» Problem description:
Without the images, write out all of the following entries exactly.

» Supplied material:
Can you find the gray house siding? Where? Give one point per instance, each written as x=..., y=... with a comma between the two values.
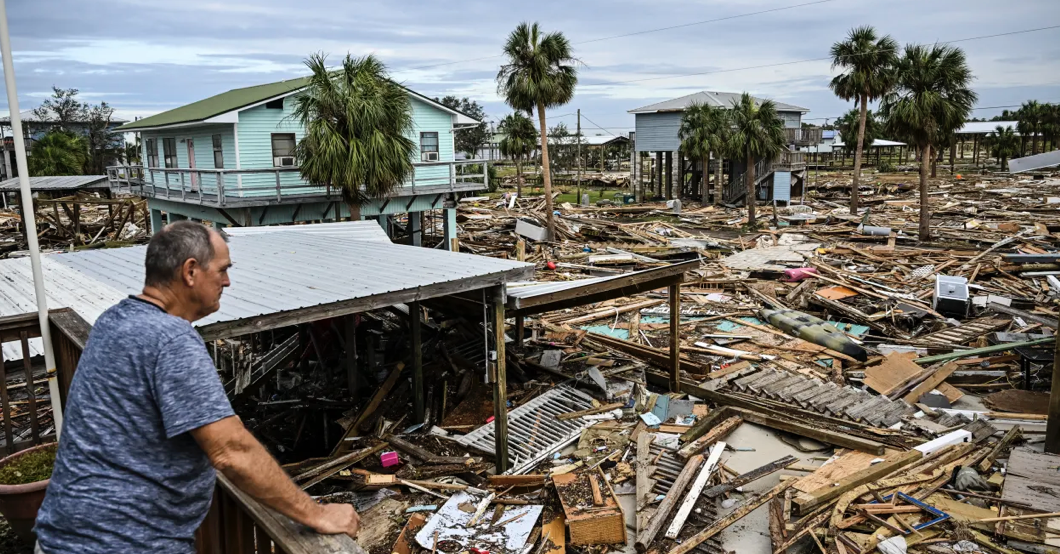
x=793, y=120
x=658, y=131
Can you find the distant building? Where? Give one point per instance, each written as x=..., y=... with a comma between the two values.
x=657, y=145
x=34, y=128
x=230, y=159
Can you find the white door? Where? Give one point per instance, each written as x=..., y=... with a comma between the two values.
x=191, y=163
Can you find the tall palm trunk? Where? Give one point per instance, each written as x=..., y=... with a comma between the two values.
x=924, y=208
x=751, y=190
x=858, y=155
x=718, y=181
x=518, y=177
x=546, y=170
x=706, y=180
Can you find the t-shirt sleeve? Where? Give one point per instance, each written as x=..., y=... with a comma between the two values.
x=187, y=387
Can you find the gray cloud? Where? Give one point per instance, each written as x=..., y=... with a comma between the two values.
x=144, y=56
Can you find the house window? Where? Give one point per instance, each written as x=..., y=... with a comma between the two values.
x=170, y=152
x=218, y=158
x=152, y=153
x=428, y=146
x=283, y=149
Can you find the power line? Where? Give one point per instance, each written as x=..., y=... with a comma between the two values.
x=729, y=70
x=738, y=16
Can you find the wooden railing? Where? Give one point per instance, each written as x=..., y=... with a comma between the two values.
x=240, y=524
x=804, y=137
x=27, y=412
x=222, y=188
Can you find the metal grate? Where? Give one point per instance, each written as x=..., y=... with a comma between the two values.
x=533, y=430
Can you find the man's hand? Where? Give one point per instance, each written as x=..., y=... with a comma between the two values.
x=335, y=519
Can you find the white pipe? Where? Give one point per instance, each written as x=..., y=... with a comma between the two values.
x=29, y=218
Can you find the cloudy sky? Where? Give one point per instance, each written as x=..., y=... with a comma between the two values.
x=145, y=56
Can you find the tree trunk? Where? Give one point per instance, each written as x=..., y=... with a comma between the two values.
x=706, y=180
x=546, y=171
x=751, y=190
x=858, y=155
x=924, y=207
x=718, y=181
x=518, y=178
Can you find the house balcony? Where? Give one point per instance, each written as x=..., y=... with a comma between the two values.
x=278, y=185
x=804, y=137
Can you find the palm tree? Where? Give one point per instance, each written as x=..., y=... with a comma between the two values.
x=539, y=74
x=1029, y=117
x=357, y=123
x=1004, y=143
x=758, y=132
x=849, y=125
x=519, y=142
x=58, y=153
x=868, y=64
x=704, y=130
x=932, y=100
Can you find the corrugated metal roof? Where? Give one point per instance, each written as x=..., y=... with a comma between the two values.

» Response to this exercise:
Can you find the gray house siding? Where? Give one point per instance, each written as x=..., y=... with a comma between the two values.
x=793, y=120
x=658, y=131
Can you find the distant building? Where? Give one point per instance, each written as x=..., y=... with a comma between the two values.
x=657, y=145
x=34, y=128
x=230, y=159
Can you find the white door? Where? Give one point per instance, each written as x=..., y=... with a comma between the two values.
x=191, y=163
Can you find the tall palm trunk? Where? Give one point per instance, each written as x=..., y=... with a comma between the two values.
x=924, y=208
x=751, y=190
x=858, y=155
x=718, y=181
x=518, y=177
x=546, y=170
x=706, y=180
Can you find the t-shirt sleeve? Where? Give one point per instance, each written as x=..., y=... with a comma between the two values.
x=187, y=387
Can you find the gray cloud? Where? Give one point per instance, each written as x=..., y=... with a comma between the two values.
x=144, y=56
Can you find the house window? Where? Give one point per instance, each written as x=..., y=... with a comma between the two values.
x=170, y=152
x=218, y=158
x=152, y=153
x=428, y=146
x=283, y=149
Can you find the power line? Where? Give one point per instance, each written as x=..., y=... with a comma between the two values.
x=729, y=70
x=738, y=16
Can you find the wooden railing? Where? Give one point per instance, each written as x=..., y=... with a comma between the two values.
x=240, y=524
x=804, y=137
x=27, y=412
x=222, y=188
Can you find the metal grate? Where? Give one point per instance, each written as x=..., y=... with a comma between the two values.
x=533, y=430
Can you find the man's hand? Where? Give one point per instance, each written as x=..., y=... with a comma between the two values.
x=335, y=519
Can you find the white pipe? Where? Give one point per instance, each written as x=..., y=... with a comma between the two values.
x=29, y=218
Can you find the cloudy sky? Where? Give one point per instance, each written as x=..., y=... with a comma between the two values.
x=145, y=56
Can you find the tree trunk? Where? Give one point per instance, each written as x=..., y=... with a comma between the two values.
x=706, y=180
x=546, y=171
x=751, y=190
x=858, y=155
x=924, y=207
x=718, y=181
x=518, y=178
Can you find the house balcony? Where? Give one point per instance, each written as x=..., y=... with a comma between the two values.
x=278, y=185
x=804, y=137
Can you find the palm tree? Where? Give one point per instance, each written as x=..., y=... with a comma between the two values.
x=539, y=74
x=1029, y=117
x=357, y=123
x=1004, y=143
x=758, y=132
x=849, y=125
x=519, y=142
x=58, y=153
x=868, y=64
x=704, y=130
x=932, y=100
Can you find the corrugated metal roof? Where? Give one point per instance, each written as x=..., y=... with a comma between the two values.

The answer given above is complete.